───── Records for processing

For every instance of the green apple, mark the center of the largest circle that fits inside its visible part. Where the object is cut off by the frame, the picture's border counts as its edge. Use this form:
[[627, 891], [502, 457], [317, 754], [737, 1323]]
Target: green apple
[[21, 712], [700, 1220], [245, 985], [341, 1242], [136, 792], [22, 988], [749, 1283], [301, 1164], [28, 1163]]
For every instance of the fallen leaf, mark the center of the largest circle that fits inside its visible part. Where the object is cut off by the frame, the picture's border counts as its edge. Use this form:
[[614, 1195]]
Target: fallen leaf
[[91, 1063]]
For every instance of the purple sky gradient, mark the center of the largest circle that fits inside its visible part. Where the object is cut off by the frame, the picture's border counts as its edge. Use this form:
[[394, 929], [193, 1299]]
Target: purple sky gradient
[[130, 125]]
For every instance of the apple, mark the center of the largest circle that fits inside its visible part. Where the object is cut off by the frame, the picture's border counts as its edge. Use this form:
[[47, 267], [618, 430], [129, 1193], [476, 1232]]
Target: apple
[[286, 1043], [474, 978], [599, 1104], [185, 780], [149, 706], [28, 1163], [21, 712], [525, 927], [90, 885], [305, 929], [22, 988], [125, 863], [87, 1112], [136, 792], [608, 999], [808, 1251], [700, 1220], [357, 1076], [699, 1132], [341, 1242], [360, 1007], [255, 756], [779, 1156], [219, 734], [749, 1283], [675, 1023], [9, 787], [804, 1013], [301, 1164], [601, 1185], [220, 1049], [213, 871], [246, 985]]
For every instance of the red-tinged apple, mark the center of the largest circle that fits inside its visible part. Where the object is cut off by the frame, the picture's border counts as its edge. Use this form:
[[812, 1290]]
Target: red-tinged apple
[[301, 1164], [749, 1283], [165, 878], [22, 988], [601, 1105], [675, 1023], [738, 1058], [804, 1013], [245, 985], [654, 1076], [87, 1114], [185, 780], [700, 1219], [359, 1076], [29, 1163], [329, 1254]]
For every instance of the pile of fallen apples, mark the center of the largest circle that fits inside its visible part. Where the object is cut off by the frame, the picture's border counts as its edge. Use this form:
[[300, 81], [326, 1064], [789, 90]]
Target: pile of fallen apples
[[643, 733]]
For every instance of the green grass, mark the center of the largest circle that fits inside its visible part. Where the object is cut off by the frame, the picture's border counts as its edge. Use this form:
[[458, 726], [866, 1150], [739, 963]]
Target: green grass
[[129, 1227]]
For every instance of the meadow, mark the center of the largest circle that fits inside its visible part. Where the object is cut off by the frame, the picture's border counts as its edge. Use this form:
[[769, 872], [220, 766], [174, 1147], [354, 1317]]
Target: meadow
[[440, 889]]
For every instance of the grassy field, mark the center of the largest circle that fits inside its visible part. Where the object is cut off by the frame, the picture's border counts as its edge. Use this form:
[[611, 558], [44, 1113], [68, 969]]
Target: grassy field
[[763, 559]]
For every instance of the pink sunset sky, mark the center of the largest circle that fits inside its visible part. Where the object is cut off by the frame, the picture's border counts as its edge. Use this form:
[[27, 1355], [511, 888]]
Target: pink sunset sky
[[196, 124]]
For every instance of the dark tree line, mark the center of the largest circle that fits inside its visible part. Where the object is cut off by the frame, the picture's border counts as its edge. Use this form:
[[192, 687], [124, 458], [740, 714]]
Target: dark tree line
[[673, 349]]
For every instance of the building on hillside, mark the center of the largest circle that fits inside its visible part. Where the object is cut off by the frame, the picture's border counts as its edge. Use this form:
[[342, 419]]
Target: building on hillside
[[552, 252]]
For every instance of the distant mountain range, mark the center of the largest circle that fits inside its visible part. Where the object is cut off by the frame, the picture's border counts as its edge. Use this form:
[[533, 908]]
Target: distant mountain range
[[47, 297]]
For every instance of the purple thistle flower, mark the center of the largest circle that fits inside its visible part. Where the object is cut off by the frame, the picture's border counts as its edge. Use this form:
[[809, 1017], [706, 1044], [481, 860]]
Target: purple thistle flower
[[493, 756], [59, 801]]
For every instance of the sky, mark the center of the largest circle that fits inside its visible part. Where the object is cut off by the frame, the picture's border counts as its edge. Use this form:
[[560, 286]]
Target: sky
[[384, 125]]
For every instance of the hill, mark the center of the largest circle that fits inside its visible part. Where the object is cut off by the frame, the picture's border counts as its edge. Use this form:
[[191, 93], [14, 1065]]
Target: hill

──────────

Exercise description: Copy the lines above word for word.

Response to the task:
For every instance of the green apple, mark the center of the largest circle that fits inside its visible part. Where the object is cut off by the frame, the picture's border counts as its edge. Use this form:
[[627, 891], [502, 457], [317, 754], [737, 1323]]
Target: green apple
[[21, 712], [700, 1220], [245, 985], [341, 1242], [136, 792], [22, 988], [749, 1283], [301, 1164], [28, 1163]]
For every instance of the fallen leaf, mark the center of the largest circle that fits inside its visible part. Where the object is cut off by the frame, the picture's border counts as its edge. Use this form:
[[614, 1195]]
Target: fallen leaf
[[91, 1063]]
For every instance of the purple sky gradient, mark the center of the largest circle that fits inside its visible part. Where the object is cut off by the frame, the picture's border counts as its edge. Use this form:
[[394, 929], [193, 1299]]
Target: purple sky gradient
[[130, 125]]
For every instance of the apple, mark the center of the largest circle that fits inside its visible part. Where the object is cut off by the frame, the picture's border counts as its edge. Use this form:
[[47, 267], [618, 430], [129, 1193], [476, 1232]]
Target: apple
[[286, 1043], [474, 978], [599, 1104], [185, 780], [149, 706], [28, 1163], [21, 712], [525, 927], [90, 885], [305, 929], [22, 988], [125, 863], [87, 1112], [136, 792], [608, 999], [808, 1251], [700, 1220], [357, 1076], [699, 1132], [341, 1242], [360, 1007], [255, 756], [779, 1156], [219, 734], [749, 1283], [675, 1023], [9, 787], [804, 1013], [301, 1164], [601, 1185], [220, 1049], [213, 871], [246, 985]]
For every instance of the red-tinged apple, mark the center of the largest circle that fits inside its visible part. Where the object is cut off by the frame, the picture's border counts as its edge. Use this form:
[[812, 1290]]
Target: red-tinged apple
[[301, 1164], [749, 1283], [165, 878], [22, 988], [601, 1105], [675, 1023], [738, 1058], [804, 1013], [245, 985], [654, 1076], [87, 1114], [185, 780], [700, 1219], [359, 1076], [29, 1163], [329, 1254]]
For every instance of the pile of fallen apples, mark the center of the largest circle that fits inside its visible part. Where the object is cut off by the frame, the picture's border counts as its edge. Use this form:
[[300, 81], [326, 1064], [789, 90]]
Target: pile of fallen apples
[[643, 733]]
For every instance of the green grass, mark the center of the largest circle that fits inside its visible part. Where the object is cut off by the frame, the picture's border counts as its edge. Use this form:
[[458, 726], [866, 1150], [739, 963]]
Target: green grass
[[129, 1227]]
For every instance of the meadow, mark the center of the largest circle that fits inside its visible part. Where the object is cut off by the frame, the picture's border counts as its edge. Use this form:
[[769, 872], [220, 766], [174, 1147], [354, 1317]]
Target: meadow
[[440, 889]]
For every instance of the grassy field, mark the center of the largest circle that fits inside its visible part. Where the object is cut off by the frame, the picture's border counts as its edge. Use this form:
[[611, 558], [44, 1113], [68, 969]]
Target: grassy field
[[763, 559]]
For every instance of the pink sunset sky, mark the center of the largest circle that fits inside its visible part. Where the object is cut off by the frame, the picture's border counts as its edge. Use this form:
[[27, 1355], [511, 888]]
Target: pink sunset sky
[[196, 124]]
For every instance of the dark tree line, mark the center of the largest circle that fits inside its visible part. Where the object is cut off by the frame, the picture's border counts as its edge. Use this form:
[[192, 687], [124, 458], [740, 714]]
Target: dark tree line
[[673, 349]]
For every instance of the building on hillside, mark the center of the largest circle that fits inside its visible part. Where the object is cut off by the frame, the picture's border counts as its edge. Use this form:
[[342, 419]]
Target: building on hillside
[[552, 252]]
For every instance of the distant mountain range, mark the center of the largest circle that fits inside its visible part. Where the object is cut off by the frame, the picture's border counts as its edge. Use this form:
[[533, 908]]
Target: distant mountain range
[[47, 297]]
For every instance of the purple thistle flower, mark the center of the largest circle that fits inside its visible part. Where the object is cut off by the frame, the picture's border counts as its edge. Use this form:
[[809, 1017], [706, 1044], [481, 860]]
Target: purple thistle flower
[[493, 756], [59, 801]]
For every instance of the sky, mark the center of the largest circle that fits inside its visible part. Where the object is cut off by the frame, the picture's border counts as its edge. Use this form:
[[560, 286]]
Target: sky
[[384, 125]]
For every instance of the hill, mark the center of the largest circle that fits inside its visible part. Where the object is cut off by the frame, the picture's border counts as its edge. Use this form:
[[191, 93], [14, 1065]]
Target: hill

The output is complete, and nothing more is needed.